GIVEN TASK:
Copy every item below word for word, and leave the pictures out of your answer.

INPUT:

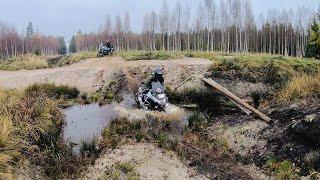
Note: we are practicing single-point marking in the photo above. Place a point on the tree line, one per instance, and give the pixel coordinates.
(215, 25)
(224, 25)
(14, 44)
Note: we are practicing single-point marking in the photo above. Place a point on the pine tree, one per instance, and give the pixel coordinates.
(313, 48)
(62, 46)
(30, 30)
(72, 45)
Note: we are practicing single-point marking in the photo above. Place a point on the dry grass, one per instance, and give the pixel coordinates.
(30, 127)
(300, 87)
(24, 62)
(75, 58)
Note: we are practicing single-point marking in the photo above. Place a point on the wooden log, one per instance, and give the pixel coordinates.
(236, 99)
(186, 80)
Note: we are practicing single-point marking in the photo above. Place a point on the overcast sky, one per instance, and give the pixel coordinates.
(65, 17)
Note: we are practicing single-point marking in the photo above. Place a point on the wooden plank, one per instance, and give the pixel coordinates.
(186, 80)
(233, 97)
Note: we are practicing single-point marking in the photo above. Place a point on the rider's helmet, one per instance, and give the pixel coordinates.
(158, 73)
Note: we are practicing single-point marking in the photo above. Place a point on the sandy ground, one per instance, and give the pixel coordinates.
(89, 75)
(149, 162)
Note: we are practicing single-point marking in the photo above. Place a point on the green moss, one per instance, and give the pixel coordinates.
(150, 55)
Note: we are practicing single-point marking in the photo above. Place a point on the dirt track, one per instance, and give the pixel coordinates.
(90, 74)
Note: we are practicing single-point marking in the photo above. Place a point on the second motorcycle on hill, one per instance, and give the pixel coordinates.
(105, 50)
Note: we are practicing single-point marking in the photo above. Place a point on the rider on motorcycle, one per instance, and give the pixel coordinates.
(157, 77)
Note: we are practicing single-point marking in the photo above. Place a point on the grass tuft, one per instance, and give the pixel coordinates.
(300, 87)
(53, 91)
(27, 62)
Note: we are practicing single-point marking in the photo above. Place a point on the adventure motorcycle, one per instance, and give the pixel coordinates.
(105, 51)
(152, 99)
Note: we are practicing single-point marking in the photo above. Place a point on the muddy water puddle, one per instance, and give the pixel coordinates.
(85, 122)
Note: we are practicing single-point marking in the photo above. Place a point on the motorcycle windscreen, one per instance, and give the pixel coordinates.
(156, 87)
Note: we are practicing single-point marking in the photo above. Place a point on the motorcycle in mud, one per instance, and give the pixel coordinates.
(153, 99)
(105, 51)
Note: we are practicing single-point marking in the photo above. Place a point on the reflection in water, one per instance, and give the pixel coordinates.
(84, 122)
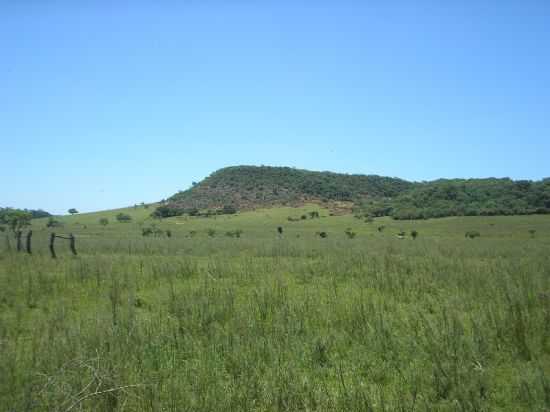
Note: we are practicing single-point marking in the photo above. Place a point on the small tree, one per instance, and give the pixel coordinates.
(123, 217)
(350, 233)
(53, 223)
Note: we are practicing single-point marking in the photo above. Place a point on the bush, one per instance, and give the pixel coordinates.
(472, 234)
(350, 234)
(53, 223)
(123, 217)
(229, 210)
(234, 233)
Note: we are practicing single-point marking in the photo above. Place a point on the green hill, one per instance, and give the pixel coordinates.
(248, 187)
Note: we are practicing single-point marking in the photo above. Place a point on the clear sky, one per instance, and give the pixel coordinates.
(105, 105)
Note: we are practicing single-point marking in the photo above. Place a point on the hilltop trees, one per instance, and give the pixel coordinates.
(123, 218)
(15, 219)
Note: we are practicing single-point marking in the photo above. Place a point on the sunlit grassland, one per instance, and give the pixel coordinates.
(267, 322)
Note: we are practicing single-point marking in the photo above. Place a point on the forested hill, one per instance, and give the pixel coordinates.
(247, 187)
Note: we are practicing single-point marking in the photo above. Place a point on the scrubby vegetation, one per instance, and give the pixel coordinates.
(249, 187)
(279, 323)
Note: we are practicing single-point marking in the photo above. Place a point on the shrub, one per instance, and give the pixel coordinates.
(350, 234)
(472, 234)
(229, 210)
(234, 233)
(123, 217)
(53, 223)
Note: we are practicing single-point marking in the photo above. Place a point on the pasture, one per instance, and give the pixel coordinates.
(205, 321)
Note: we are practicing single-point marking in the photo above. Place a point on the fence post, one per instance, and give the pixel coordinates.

PROBLEM SOLUTION:
Note: we are practicing single-point marking in the photo above. Place a point on the tree line, one per instance, and give the pixel coordinates.
(215, 25)
(224, 25)
(14, 44)
Note: we are practicing single-point marking in the photo above. Place a point on the pine tree, one per instance, and give the pixel coordinates.
(313, 48)
(62, 46)
(30, 30)
(72, 45)
Note: we are practicing single-point marking in the photo above. Place a point on the dry grass, one per instance, and give the pixel coordinates.
(30, 127)
(300, 87)
(24, 62)
(75, 58)
Note: we are practicing single-point marking in the photo above. Place a point on the wooden log, one per instance, and give the pixel coordinates.
(236, 99)
(186, 80)
Note: we are practicing single-point marking in the photo above. Place a point on the overcast sky, one per instance, and give the pixel coordinates.
(65, 17)
Note: we are practicing single-point marking in the photo above. Place a point on the wooden plank, one per instance, and give the pixel coordinates.
(186, 80)
(233, 97)
Note: we are practicing single-point marking in the photo above. Place a point on the rider's helmet, one per instance, and give the pixel coordinates.
(158, 73)
Note: we are practicing single-point marking in the photo above. Place a point on the sandy ground, one per instance, and give the pixel coordinates.
(89, 75)
(149, 162)
Note: we are practicing single-point marking in the photo above. Place a point on the green moss, one per instance, and give the pixel coordinates.
(150, 55)
Note: we are practicing single-point marking in the photo above. Place a point on the dirt track, one per instance, and give the pixel coordinates.
(90, 74)
Note: we are practicing single-point marking in the photo above. Place a point on the second motorcycle on hill, one per instance, and give the pixel coordinates.
(105, 50)
Note: we are practicing single-point marking in the photo above. Place a point on the rider on motorcycle, one per instance, and give the pixel coordinates.
(157, 77)
Note: we are practicing single-point marking in the photo above. Place a point on the grass tuft, one per instance, and give the pixel coordinates.
(300, 87)
(53, 91)
(27, 62)
Note: we are practicing single-point marking in the photo above. Place a point on the adventure motorcycle, one per instance, and give the pixel coordinates.
(105, 51)
(152, 99)
Note: we are practicing single-point marking in the photo above. Place a point on the muddy water puddle, one per instance, and give the pixel coordinates.
(85, 122)
Note: we are practicing single-point marking in the photo above. Place a point on the motorcycle windscreen, one per instance, and give the pixel coordinates.
(156, 87)
Note: we are practicing single-point marking in the photo above. Place a point on the motorcycle in mud, one per instance, and give the pixel coordinates.
(153, 99)
(105, 51)
Note: we are practicing single-point marking in the photo above. Place a point on the reflection in water, one per instance, and give the pixel coordinates.
(84, 122)
Note: we are practicing single-point marking in the photo above. Place a point on the small tree, one per instance, and give the pixel coordinates.
(123, 217)
(350, 233)
(53, 223)
Note: we are practicing single-point marking in the photo above. Place a point on the bush, one per instance, and give the pixel coordinates.
(472, 234)
(350, 234)
(53, 223)
(123, 217)
(229, 210)
(234, 233)
Note: we are practicing single-point marking in the photo above. Place a point on the green hill, one per instance, and give the pixel coordinates.
(248, 187)
Note: we are practicing single-point marking in the photo above. Place a point on the clear sky, one per instance, and give the pixel coordinates.
(105, 105)
Note: we are practicing single-point marking in the photo above. Place a point on the hilltop trees, one per instance, and give the pixel coordinates.
(123, 218)
(15, 219)
Note: we are practicing single-point marking in the photo above. Place a point on the sunlit grassland, one per instance, and give the pixel coordinates.
(267, 322)
Note: we are practicing single-point marking in the photo above. Place a point on the forested hill, one per instance, and give the pixel coordinates.
(247, 187)
Note: we are practicing single-point marking in the photo above. Place a point on the scrubby vegetation, one per instance, and give the pixel coordinates.
(249, 187)
(279, 323)
Note: we are practicing single-point marking in the photo above. Place a point on the shrub, one per instance, and give the pixel coordinates.
(350, 234)
(472, 234)
(229, 210)
(234, 233)
(123, 217)
(53, 223)
Note: we are practicing single-point marking in the photo above. Place a point on the pasture, one per instance, and give the pixel coordinates.
(205, 321)
Note: we are practicing single-point marking in the photo above. Place a point on the fence post, one per instance, and give the pixel coordinates.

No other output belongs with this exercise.